--- OS DADOS ---

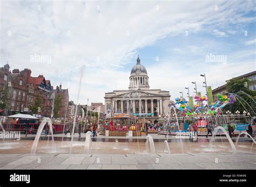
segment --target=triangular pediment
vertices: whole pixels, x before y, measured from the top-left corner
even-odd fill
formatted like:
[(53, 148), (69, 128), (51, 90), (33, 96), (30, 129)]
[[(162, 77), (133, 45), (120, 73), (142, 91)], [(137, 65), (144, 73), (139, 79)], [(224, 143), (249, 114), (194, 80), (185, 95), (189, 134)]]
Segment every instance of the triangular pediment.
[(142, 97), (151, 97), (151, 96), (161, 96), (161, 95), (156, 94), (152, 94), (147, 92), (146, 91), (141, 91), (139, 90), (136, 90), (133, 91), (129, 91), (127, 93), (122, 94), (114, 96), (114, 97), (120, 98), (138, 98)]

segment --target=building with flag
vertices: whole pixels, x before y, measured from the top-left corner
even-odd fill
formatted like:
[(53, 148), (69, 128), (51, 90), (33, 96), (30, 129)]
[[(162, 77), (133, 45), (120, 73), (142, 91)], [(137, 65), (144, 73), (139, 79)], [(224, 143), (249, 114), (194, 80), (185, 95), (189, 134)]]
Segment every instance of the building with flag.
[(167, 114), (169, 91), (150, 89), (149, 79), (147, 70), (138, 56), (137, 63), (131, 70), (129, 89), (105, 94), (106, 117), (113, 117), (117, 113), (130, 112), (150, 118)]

---
--- OS DADOS ---

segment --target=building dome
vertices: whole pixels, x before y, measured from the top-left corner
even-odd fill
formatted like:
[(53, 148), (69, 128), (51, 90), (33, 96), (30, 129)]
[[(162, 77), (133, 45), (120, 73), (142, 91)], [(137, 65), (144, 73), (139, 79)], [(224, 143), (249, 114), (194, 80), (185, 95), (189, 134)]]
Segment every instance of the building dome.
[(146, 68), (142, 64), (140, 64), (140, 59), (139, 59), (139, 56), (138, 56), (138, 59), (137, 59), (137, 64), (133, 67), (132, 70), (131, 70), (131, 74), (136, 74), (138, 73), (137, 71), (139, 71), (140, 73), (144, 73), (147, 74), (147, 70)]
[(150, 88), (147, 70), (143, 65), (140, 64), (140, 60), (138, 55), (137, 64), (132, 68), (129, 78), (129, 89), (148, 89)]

---
--- OS DADOS ---

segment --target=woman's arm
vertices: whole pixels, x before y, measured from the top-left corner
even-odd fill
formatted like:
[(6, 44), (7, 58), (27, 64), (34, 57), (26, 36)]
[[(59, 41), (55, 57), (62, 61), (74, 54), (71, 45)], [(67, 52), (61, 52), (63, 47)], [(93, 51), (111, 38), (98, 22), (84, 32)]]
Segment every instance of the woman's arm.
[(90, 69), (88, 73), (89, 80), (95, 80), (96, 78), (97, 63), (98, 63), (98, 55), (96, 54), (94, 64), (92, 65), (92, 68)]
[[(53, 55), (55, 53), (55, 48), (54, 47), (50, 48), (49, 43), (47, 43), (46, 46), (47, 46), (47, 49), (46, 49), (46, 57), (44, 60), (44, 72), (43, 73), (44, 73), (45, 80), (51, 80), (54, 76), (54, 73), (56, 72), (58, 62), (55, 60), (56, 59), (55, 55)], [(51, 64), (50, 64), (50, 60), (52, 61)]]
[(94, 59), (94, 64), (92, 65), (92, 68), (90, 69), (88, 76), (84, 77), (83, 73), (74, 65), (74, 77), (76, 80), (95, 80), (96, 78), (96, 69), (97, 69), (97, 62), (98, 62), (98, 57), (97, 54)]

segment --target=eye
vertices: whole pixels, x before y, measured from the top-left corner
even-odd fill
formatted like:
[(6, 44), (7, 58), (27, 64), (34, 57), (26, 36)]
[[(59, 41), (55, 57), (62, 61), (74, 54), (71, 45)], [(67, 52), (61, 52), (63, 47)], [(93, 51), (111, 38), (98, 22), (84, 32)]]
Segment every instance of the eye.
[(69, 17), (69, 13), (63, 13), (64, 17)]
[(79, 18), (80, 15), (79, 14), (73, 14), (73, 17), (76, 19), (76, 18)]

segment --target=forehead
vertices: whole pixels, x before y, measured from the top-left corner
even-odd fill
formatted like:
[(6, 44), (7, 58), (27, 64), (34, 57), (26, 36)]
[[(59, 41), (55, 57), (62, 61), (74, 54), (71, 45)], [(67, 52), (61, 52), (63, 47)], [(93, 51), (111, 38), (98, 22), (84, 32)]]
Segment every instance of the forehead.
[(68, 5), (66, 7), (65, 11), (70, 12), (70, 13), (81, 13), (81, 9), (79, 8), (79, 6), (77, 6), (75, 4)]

---

* OBJETIVO DO EXERCÍCIO:
Repita, sem nenhuma alteração, as linhas que começam na linha com "segment --target=forehead" e vão até a linha com "(77, 6), (75, 4)]", incluindo as duas.

* RESPOSTA DA TAREFA:
segment --target=forehead
vertices: whole pixels, x before y, measured from the top-left corner
even-odd fill
formatted like:
[(6, 44), (7, 58), (27, 64), (34, 57), (26, 36)]
[[(59, 41), (55, 57), (62, 61), (74, 54), (71, 45)], [(67, 52), (61, 52), (63, 47)], [(93, 51), (111, 38), (98, 22), (84, 32)]]
Segment every instance of the forehead.
[(68, 5), (66, 7), (65, 11), (70, 12), (70, 13), (81, 13), (81, 9), (79, 8), (79, 6), (77, 6), (75, 4)]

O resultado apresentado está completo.